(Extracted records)
==================================================
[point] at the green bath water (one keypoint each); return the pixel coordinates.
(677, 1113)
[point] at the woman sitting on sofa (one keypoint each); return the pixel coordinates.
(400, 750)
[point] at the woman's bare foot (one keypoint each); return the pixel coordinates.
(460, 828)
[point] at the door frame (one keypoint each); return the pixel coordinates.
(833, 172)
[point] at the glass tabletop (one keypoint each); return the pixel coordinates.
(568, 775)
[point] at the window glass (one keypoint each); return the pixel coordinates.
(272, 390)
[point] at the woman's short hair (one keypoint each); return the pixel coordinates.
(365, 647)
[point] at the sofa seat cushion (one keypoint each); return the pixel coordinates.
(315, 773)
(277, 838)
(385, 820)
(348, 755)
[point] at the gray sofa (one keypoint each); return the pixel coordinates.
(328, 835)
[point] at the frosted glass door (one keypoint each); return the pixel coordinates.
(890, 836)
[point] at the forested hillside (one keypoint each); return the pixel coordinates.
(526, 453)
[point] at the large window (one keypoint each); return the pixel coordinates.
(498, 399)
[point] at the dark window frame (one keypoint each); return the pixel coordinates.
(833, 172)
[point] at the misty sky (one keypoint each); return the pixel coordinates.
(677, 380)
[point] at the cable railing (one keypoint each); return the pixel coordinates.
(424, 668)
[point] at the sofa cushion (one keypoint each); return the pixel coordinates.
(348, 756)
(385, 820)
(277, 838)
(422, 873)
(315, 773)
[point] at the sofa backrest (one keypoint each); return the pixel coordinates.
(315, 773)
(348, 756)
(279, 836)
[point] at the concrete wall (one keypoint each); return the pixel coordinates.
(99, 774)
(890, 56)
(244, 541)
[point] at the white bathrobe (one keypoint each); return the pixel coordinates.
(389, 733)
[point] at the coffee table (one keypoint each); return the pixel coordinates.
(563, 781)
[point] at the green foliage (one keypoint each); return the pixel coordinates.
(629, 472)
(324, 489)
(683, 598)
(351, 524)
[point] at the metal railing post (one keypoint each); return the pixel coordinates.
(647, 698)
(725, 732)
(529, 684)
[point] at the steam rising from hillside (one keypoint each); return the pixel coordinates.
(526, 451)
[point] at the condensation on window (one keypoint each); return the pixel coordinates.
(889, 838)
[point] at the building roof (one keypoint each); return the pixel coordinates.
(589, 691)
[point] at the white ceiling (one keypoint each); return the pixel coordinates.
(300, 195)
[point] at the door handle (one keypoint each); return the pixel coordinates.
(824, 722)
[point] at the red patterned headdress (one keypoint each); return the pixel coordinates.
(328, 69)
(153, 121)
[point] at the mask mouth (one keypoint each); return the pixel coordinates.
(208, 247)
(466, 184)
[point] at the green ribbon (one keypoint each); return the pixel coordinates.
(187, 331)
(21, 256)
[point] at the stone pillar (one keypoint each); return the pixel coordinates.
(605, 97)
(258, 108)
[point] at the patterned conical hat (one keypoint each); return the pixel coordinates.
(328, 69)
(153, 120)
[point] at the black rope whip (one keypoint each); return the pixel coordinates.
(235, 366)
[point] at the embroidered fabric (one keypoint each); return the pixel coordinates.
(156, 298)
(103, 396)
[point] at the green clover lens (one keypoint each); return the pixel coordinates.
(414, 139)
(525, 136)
==================================================
**Description of the task**
Return all the data above once more, precisely as given.

**Completed exercise**
[point] at the green bath water (one keypoint each); return the pixel coordinates.
(677, 1113)
[point] at the woman sitting on sofa (one keypoint each); return the pixel coordinates.
(400, 750)
[point] at the woman's bare foot (one keypoint each); return the pixel coordinates.
(460, 828)
[point] at the door frame (one keypoint each); return the pixel coordinates.
(833, 172)
[point] at the glass tabletop (one keypoint each); return the pixel coordinates.
(568, 775)
[point] at the window glass (one keypoint each); return the pixel coordinates.
(272, 390)
[point] at the woman's short hair (one keypoint each); return the pixel coordinates.
(365, 647)
[point] at the sofa seat cushion (one keypoint each); return the pixel coordinates.
(315, 773)
(277, 838)
(385, 820)
(348, 755)
[point] at the gray sofa (one keypoint each); return the pixel coordinates.
(328, 835)
[point] at the frosted glass door (one keypoint each); return the pixel coordinates.
(890, 836)
[point] at the forested hillside (one keypoint each); return the pixel coordinates.
(526, 453)
[point] at the large window (one keypoint each); return the pixel coordinates.
(498, 399)
[point] at the dark window frame (one keypoint each); return the pixel coordinates.
(833, 172)
[point] at the misty sky (one keypoint each); return the pixel coordinates.
(677, 380)
[point] at the cable railing (one keypoint each); return the pixel coordinates.
(424, 668)
[point] at the sofa cushion (one keypoint each); return the pixel coordinates.
(348, 756)
(385, 820)
(277, 838)
(422, 873)
(315, 773)
[point] at the sofa backrest (one keypoint each); return the pixel coordinates.
(315, 773)
(348, 756)
(279, 836)
[point] at the concrete wall (one keypoint each); return the pixel coordinates.
(99, 774)
(890, 56)
(244, 541)
[point] at the white bathrobe (one keypoint each); return the pixel coordinates.
(389, 733)
[point] at the coffee table (one keypoint each); return the pixel coordinates.
(563, 781)
[point] at the green foliage (one keypoint each); return the pixel coordinates.
(629, 472)
(324, 489)
(683, 598)
(351, 524)
[point] at the metal railing post (one keypoint each); return the pixel coordinates.
(647, 698)
(725, 732)
(529, 684)
[point] at the steam rising from hillside (one keypoint each); return the pixel coordinates.
(526, 451)
[point] at the condensation on window (one keypoint each); return the pixel coordinates.
(889, 838)
[point] at the building roof (one keypoint each); return the pixel coordinates.
(589, 691)
[point] at the white ceiling (one keypoint each); return the pixel coordinates.
(300, 195)
[point] at the door handle (one keypoint each); return the pixel coordinates.
(824, 722)
[point] at the red patterned headdress (one keypoint each); return the pixel coordinates.
(328, 69)
(153, 121)
[point] at the mask mouth (one keypoint each); return the pixel coordinates.
(208, 247)
(466, 184)
[point] at the green ribbon (one keypoint each); return the pixel coordinates.
(187, 331)
(21, 256)
[point] at the stone pillar (one keypoint each); return the pixel coordinates.
(605, 97)
(258, 108)
[point] at the patterned conical hat (one keypoint each); return the pixel coordinates.
(328, 69)
(153, 120)
[point] at the black rope whip (one keypoint each); return the pixel coordinates.
(235, 366)
[point] at the embroidered fabric (one keypoint each); return the pixel coordinates.
(156, 298)
(103, 396)
[point] at the green clover lens (one keypoint each); return the pixel coordinates.
(414, 139)
(525, 136)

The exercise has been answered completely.